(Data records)
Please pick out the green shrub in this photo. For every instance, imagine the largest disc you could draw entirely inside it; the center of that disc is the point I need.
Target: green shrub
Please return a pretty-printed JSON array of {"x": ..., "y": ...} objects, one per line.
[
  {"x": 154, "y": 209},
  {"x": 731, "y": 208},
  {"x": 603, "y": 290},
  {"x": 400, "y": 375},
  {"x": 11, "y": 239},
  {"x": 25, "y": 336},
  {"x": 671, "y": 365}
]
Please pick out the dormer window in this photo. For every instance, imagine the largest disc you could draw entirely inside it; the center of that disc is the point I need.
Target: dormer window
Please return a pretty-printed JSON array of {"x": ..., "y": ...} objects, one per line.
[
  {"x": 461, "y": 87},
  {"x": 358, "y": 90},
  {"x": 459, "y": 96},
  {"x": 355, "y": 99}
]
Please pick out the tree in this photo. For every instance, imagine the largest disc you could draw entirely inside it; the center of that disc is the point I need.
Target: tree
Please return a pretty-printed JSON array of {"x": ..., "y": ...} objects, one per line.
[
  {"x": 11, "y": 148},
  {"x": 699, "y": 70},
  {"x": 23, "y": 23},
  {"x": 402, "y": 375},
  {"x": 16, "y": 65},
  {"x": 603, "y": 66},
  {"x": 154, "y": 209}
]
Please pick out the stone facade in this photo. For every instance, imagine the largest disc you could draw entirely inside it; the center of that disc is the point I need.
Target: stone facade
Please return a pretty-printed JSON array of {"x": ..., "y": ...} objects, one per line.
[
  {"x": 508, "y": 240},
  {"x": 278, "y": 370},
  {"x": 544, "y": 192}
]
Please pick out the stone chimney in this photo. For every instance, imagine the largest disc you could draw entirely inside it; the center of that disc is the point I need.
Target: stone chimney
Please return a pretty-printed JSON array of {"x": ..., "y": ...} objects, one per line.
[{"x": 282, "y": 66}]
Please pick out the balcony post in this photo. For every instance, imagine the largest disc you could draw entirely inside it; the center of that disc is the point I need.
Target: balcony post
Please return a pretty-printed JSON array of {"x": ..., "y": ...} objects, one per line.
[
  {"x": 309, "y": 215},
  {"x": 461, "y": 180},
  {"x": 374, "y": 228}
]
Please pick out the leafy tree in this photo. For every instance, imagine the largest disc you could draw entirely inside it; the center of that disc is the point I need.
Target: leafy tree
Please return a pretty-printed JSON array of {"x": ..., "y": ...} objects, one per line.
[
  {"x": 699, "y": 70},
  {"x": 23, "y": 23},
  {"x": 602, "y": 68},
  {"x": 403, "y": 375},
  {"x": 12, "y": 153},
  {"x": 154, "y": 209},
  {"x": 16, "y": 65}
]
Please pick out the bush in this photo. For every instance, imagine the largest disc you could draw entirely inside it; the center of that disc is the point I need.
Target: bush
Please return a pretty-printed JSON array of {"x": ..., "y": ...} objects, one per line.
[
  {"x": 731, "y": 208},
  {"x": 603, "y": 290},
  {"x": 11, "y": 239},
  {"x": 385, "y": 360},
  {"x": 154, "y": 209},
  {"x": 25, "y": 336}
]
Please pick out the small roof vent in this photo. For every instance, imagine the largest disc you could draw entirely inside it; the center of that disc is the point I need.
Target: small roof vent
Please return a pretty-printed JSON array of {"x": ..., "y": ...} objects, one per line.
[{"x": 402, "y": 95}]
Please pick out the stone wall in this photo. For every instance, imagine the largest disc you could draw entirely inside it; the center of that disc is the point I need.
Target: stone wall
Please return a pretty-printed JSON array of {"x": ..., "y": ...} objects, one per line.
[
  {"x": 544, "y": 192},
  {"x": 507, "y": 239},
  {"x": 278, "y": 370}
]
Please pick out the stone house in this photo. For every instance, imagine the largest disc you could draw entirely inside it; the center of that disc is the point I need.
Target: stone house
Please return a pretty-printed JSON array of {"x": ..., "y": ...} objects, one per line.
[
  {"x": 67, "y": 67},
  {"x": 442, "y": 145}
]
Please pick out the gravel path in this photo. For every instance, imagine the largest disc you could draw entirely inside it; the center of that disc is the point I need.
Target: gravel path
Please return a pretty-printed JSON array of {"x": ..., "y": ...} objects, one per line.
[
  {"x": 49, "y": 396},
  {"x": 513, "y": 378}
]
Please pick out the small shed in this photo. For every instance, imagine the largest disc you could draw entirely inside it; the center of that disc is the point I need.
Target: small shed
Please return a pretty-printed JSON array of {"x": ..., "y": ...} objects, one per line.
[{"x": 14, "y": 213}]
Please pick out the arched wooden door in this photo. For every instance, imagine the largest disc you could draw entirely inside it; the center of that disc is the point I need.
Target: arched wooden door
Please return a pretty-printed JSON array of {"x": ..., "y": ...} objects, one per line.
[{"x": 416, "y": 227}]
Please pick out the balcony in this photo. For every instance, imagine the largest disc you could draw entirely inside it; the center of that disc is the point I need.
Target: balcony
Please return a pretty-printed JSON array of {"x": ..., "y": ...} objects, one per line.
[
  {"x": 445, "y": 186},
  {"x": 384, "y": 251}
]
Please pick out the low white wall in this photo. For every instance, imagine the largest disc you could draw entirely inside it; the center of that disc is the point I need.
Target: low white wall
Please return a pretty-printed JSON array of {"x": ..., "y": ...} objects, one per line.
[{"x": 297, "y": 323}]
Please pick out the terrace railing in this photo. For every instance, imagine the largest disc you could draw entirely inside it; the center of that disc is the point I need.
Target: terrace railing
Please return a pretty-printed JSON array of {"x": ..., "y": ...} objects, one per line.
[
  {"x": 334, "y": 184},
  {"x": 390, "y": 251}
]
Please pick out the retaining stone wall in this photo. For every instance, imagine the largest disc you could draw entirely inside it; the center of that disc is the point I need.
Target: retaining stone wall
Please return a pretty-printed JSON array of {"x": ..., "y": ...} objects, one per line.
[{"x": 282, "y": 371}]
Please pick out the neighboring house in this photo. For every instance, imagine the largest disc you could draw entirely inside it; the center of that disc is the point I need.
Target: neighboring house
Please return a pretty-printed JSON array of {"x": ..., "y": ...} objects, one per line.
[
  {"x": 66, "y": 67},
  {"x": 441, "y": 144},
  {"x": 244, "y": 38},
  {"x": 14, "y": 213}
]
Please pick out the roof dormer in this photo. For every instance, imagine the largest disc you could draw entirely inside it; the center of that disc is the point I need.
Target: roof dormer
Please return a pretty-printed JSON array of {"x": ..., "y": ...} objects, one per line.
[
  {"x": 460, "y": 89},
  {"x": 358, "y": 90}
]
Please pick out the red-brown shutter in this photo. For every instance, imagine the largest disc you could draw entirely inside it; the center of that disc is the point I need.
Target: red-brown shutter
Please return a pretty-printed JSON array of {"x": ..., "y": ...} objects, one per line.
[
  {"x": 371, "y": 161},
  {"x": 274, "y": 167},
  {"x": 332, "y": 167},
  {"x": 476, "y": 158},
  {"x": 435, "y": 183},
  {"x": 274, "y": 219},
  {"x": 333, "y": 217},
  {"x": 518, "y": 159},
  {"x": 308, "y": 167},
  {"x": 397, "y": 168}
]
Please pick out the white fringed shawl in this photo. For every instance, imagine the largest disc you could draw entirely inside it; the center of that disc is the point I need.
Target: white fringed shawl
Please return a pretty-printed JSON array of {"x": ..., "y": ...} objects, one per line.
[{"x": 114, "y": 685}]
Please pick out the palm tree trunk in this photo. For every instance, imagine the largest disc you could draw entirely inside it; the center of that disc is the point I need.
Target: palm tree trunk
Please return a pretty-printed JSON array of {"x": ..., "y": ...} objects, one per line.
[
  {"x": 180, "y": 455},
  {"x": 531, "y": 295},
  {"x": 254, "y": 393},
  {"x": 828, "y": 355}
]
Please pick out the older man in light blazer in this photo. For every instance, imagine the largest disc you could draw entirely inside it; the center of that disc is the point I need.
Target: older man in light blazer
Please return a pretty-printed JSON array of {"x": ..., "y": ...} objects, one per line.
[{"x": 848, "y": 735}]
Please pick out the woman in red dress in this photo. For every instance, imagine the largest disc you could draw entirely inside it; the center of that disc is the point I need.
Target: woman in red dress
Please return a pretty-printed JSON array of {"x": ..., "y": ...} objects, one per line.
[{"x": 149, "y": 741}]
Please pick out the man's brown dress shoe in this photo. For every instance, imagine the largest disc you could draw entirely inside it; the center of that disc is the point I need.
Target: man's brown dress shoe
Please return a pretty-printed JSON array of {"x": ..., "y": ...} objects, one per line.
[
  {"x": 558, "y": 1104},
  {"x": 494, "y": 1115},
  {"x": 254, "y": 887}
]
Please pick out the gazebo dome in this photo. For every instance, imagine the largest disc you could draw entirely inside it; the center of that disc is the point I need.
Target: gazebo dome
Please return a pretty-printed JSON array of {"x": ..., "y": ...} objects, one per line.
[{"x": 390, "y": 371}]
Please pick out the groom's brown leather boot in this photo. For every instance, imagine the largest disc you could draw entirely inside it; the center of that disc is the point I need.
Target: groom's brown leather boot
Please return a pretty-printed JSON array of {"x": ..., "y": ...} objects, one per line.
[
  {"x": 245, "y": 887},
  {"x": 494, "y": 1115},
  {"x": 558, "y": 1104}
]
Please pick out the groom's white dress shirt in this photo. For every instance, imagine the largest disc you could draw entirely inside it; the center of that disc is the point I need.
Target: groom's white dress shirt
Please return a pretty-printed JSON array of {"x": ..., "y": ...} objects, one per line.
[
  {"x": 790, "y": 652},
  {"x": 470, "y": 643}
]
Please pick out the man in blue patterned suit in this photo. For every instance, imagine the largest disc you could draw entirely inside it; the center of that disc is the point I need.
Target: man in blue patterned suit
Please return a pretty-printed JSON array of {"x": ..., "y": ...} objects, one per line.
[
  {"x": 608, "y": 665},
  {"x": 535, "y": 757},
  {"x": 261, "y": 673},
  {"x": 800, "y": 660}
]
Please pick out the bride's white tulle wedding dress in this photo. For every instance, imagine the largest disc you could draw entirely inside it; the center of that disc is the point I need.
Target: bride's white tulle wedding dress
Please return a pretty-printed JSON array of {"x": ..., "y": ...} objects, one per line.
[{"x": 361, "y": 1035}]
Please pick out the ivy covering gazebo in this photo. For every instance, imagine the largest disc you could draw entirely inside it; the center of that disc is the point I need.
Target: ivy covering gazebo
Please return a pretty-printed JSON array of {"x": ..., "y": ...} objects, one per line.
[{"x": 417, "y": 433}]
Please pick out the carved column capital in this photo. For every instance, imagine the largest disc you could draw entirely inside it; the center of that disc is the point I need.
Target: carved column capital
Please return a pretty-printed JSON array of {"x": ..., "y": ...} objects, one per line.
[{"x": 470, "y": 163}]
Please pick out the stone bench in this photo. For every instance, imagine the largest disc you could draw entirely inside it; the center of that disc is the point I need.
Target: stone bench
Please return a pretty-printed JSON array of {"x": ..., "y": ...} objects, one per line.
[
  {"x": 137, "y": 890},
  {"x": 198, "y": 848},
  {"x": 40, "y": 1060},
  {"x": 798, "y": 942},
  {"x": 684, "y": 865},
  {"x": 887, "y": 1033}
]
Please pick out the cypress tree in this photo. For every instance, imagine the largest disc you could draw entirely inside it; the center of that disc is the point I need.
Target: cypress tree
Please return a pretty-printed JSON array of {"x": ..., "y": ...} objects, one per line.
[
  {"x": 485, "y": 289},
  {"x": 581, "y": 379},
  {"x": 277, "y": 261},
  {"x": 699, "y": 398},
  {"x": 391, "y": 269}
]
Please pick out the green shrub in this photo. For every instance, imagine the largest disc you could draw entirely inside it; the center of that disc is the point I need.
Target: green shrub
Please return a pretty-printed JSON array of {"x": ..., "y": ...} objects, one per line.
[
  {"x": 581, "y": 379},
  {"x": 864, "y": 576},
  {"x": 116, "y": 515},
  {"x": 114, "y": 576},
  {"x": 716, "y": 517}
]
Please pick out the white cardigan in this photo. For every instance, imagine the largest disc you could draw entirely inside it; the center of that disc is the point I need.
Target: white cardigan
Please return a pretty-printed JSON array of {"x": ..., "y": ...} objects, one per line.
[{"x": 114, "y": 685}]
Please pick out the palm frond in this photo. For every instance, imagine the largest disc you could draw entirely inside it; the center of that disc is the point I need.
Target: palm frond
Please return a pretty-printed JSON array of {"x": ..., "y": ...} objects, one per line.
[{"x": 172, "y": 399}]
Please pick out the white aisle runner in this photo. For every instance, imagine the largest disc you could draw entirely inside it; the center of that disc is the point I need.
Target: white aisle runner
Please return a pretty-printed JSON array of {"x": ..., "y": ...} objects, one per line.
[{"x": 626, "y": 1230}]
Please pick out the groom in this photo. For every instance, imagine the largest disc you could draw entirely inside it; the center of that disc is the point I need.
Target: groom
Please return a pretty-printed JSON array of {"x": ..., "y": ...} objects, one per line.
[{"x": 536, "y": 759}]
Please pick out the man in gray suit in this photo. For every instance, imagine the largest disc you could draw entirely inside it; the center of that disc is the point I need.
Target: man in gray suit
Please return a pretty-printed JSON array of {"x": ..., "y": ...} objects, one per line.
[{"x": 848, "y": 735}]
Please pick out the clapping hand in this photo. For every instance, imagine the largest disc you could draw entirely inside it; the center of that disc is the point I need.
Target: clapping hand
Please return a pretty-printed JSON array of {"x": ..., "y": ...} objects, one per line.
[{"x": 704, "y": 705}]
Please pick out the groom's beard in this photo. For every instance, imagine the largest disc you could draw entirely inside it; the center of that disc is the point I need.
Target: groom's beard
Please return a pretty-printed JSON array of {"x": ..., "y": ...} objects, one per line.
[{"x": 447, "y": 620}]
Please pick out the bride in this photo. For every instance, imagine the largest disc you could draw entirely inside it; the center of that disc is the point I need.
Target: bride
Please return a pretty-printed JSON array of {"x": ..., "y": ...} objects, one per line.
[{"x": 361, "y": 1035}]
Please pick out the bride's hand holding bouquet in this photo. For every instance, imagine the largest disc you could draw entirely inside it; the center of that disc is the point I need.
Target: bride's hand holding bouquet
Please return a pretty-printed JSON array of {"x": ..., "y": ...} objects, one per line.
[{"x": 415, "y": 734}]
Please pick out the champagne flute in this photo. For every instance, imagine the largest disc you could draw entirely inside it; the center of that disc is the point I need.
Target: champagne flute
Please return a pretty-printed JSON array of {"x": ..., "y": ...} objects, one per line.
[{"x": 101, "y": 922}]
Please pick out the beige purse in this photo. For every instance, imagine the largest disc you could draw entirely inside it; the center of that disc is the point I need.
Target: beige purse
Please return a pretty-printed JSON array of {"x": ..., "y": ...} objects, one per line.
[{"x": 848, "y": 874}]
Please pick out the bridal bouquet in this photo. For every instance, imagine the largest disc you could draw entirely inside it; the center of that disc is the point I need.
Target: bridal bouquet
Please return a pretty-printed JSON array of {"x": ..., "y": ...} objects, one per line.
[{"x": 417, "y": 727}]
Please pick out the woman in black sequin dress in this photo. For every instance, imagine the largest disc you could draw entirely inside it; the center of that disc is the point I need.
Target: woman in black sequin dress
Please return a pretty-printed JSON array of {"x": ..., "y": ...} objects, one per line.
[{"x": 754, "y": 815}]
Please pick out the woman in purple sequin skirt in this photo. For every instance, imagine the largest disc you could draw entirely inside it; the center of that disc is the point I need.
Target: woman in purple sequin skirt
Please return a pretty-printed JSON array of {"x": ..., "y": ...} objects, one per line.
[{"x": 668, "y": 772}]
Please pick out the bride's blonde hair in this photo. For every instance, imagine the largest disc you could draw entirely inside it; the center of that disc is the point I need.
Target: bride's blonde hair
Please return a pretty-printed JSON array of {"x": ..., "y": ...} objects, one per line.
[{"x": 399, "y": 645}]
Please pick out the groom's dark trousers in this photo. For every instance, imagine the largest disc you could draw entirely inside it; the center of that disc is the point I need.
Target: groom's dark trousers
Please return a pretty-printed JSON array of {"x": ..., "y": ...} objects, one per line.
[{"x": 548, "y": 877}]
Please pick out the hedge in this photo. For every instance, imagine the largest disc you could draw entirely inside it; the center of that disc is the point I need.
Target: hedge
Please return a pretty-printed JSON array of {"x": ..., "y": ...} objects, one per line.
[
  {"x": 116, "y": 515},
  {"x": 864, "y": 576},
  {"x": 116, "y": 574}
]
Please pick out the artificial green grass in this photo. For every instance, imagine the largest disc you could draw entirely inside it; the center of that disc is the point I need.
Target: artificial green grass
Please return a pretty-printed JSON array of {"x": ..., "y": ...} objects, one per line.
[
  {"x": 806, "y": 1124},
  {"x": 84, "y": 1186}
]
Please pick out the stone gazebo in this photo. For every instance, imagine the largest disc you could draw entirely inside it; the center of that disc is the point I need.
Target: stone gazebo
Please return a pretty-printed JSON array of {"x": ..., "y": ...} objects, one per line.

◆ Task directions: Quote verbatim the line containing "Please pick out the stone gazebo" and every line after it through the end of the records above.

◆ Task result:
Please pick out the stone gazebo in this photo. For every instance, imagine the largest disc you could draw entirely inside it; the center of that disc is the point I need.
Target: stone gazebo
Please return a pretty-printed JSON array of {"x": ..., "y": ...} objects, one per line.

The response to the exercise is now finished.